__Compiti da svolgere__
a – Rispondi a queste domande sul brano sulla coscienza di classe.
(i) Che cosa diventa «l'arma che porta alla vittoria» dopo la trasformazione?
(ii) Che cosa identifica Lukács come l'unica possibilità di una rivoluzione reale?
(iii) Quale studioso ha rilevato la difficoltà di una coscienza non psicologica che aspira a un obiettivo?
b – Ricopia dal brano sulla coscienza di classe tutto ciò che va da "Ci sono forti" fino a "ad un obiettivo[23]?".

__Estratto della fonte__
Il proletario nella sua realtà sparisce ed è sostituito da un prototipo ideale, a sua volta, disciolto nella generalità del gruppo. Nel processo descritto, egli assurge nel trionfo delle contraddizioni sottolineate ad una dimensione nuova astrattamente intellettualizzata. Nel saggio sulla coscienza di classe dopo aver introdotto il punto di disvelamento della stessa, Lukács modifica il proprio approccio al proletariato e introduce nuove categorie per descrivere la sua comprensione della lotta di classe e tutte queste categorie sono categorie intellettuali. Se in un primo momento la violenza era la tattica della lotta di classe, dopo la trasformazione, la «verità» diventa «l’arma che porta alla vittoria»[20]. Il proletariato è improvvisamente chiamato ad una dinamica attività di discernimento per «una giusta comprensione dell’essenza della società (in das Wesen der Gesellschaft[21]. Senza spiegare come la dimensione intellettuale del singolo proletario possa essere conquistata, Lukács che rifiuta la dimensione psicologica della coscienza di classe identifica la maturità ideologica (ideologische Reife) della classe come l’unica possibilità di una rivoluzione reale[22].

Ci sono forti contraddizioni in questa concezione della coscienza di classe. In primo luogo, come è possibile per il proletariato raggiungere questa maturità ideologica? Chi ha il compito di portare i proletari a comprendere la natura della società e la rilevanza della loro presenza in essa? Inoltre, come Theodor Geiger ha rilevato, come può una coscienza non psicologica aspirare ad un obiettivo[23]?

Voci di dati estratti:
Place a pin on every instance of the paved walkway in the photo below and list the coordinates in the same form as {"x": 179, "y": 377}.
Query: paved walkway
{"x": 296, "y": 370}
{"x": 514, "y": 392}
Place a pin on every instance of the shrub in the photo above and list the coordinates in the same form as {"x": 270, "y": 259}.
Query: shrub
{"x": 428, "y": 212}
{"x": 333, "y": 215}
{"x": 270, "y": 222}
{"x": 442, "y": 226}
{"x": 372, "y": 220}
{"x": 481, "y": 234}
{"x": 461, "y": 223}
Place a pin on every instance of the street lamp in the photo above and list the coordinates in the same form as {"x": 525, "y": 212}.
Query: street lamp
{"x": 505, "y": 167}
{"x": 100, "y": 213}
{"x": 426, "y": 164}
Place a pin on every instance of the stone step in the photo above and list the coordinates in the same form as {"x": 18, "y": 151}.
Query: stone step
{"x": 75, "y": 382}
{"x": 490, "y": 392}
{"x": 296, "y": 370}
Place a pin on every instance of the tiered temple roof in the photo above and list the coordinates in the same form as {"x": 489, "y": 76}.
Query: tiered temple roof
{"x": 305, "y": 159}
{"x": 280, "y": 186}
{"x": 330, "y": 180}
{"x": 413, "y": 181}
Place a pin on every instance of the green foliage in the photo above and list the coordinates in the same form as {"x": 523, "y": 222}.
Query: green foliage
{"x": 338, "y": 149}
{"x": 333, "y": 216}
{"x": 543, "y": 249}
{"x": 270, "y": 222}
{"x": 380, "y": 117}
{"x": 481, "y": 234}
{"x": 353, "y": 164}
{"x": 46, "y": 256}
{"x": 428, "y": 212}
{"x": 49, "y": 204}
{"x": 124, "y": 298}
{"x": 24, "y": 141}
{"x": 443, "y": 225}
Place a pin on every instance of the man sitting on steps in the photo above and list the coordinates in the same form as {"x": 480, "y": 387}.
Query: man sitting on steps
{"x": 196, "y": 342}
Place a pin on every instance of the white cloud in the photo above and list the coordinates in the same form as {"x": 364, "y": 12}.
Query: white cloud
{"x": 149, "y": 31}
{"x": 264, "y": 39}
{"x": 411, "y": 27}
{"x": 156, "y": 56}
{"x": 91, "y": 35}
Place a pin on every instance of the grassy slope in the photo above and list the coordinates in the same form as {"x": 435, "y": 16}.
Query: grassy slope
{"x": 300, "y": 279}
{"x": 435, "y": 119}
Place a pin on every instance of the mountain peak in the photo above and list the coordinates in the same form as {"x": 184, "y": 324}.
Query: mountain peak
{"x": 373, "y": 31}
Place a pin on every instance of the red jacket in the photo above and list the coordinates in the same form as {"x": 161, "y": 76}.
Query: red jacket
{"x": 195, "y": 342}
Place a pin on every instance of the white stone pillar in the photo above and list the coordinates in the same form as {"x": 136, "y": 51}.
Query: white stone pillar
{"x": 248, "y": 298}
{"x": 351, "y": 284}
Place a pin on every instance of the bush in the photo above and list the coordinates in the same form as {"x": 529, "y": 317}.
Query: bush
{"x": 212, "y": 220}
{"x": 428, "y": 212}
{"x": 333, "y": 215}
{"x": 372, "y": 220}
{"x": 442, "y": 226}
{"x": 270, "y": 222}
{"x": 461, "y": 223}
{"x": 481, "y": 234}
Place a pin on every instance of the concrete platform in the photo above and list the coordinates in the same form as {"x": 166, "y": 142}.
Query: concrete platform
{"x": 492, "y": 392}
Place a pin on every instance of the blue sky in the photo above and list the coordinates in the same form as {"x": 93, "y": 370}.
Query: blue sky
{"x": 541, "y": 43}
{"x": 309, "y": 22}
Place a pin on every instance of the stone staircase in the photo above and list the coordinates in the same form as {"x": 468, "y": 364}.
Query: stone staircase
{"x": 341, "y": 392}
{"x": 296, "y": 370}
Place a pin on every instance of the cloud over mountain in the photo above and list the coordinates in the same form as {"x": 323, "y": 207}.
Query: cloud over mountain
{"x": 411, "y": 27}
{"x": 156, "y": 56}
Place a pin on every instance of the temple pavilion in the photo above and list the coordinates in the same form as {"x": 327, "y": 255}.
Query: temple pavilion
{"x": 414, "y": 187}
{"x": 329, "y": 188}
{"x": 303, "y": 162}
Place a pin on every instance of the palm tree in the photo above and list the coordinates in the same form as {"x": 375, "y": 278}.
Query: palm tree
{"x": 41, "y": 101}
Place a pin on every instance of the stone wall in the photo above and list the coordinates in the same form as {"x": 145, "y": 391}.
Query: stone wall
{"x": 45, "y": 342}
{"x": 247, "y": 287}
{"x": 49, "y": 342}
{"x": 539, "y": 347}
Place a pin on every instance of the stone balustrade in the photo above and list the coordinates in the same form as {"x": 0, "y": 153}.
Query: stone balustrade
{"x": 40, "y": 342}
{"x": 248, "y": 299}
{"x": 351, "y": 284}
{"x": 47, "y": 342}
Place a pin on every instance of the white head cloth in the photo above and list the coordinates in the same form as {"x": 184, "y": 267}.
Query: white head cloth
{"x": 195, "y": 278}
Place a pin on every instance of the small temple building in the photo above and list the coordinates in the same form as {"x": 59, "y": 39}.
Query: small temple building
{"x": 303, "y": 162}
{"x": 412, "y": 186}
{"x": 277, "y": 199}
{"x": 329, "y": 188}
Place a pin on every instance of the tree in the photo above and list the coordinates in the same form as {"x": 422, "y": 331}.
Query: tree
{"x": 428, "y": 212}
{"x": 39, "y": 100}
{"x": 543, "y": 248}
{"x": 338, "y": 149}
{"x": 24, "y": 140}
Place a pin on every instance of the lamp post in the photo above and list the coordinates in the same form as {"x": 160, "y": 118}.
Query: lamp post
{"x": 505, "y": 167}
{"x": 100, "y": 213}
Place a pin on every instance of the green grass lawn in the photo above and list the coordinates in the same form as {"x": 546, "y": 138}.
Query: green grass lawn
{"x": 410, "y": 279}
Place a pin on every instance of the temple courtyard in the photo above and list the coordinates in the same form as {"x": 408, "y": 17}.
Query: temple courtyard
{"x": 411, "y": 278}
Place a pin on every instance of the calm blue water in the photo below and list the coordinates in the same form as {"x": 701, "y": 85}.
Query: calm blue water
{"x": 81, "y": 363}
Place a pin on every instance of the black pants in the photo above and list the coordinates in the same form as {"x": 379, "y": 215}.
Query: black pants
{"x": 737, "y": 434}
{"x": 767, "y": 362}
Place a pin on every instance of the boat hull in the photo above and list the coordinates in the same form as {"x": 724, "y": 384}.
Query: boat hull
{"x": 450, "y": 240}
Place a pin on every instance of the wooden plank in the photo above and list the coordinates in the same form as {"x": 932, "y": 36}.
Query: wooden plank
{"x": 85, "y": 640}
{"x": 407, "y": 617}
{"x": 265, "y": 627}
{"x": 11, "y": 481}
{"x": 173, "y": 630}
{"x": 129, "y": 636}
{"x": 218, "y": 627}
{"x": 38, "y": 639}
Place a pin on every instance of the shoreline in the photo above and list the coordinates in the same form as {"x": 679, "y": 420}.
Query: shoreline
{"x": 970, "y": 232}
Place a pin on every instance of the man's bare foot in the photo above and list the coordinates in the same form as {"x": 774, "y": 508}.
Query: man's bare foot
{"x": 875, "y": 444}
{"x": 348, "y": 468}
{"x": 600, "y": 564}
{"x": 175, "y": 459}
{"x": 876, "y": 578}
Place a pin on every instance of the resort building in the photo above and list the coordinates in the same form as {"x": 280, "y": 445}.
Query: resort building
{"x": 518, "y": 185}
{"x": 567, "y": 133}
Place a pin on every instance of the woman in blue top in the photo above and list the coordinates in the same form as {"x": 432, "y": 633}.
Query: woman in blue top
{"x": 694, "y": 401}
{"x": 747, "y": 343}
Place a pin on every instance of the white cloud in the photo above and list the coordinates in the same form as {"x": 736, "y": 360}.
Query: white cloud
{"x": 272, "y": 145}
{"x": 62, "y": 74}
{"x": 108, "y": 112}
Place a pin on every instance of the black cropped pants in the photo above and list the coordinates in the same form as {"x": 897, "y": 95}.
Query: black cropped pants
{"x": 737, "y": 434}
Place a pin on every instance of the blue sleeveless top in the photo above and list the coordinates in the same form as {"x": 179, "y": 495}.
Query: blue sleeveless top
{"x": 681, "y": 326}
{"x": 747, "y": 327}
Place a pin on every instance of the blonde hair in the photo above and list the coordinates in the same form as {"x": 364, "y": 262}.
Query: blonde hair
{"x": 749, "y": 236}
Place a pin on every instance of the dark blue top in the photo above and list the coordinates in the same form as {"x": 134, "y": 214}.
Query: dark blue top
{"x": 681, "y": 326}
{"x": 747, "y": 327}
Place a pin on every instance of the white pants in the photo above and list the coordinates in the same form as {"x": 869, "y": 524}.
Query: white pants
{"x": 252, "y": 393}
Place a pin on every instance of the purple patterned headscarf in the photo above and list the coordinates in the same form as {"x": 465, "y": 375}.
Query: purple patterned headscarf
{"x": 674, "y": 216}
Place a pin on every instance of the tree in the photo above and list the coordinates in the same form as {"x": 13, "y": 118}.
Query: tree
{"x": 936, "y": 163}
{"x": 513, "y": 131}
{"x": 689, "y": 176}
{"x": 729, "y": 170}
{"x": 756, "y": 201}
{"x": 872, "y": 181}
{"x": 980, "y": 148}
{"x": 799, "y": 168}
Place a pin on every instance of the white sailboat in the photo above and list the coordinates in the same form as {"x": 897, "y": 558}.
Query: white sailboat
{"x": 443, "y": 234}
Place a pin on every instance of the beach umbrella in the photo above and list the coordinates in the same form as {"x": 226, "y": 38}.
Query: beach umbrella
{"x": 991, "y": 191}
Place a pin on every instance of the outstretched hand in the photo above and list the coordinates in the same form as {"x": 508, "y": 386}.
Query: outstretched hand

__I risultati__
a –
(i) La «verità».
(ii) La maturità ideologica (ideologische Reife) della classe.
(iii) Theodor Geiger.

b –
Ci sono forti contraddizioni in questa concezione della coscienza di classe. In primo luogo, come è possibile per il proletariato raggiungere questa maturità ideologica? Chi ha il compito di portare i proletari a comprendere la natura della società e la rilevanza della loro presenza in essa? Inoltre, come Theodor Geiger ha rilevato, come può una coscienza non psicologica aspirare ad un obiettivo[23]?